SUPPLIED RECORDS START

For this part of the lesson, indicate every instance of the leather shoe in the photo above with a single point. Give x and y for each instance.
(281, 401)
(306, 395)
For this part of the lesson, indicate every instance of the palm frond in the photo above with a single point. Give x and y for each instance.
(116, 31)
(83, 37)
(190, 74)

SUPPLIED RECORDS END

* _WHAT YOU HAVE TO DO_: Every entry in the data should be returned exactly.

* _TASK SOLUTION_:
For this part of the lesson, indicate every instance of the leather shoe in the photo above with a single point. Give x and y for each instance.
(281, 401)
(306, 395)
For this part of the lesson, indicate every instance of the palm frond in the photo above with a single point. Give x and y for each instance.
(116, 31)
(83, 37)
(190, 74)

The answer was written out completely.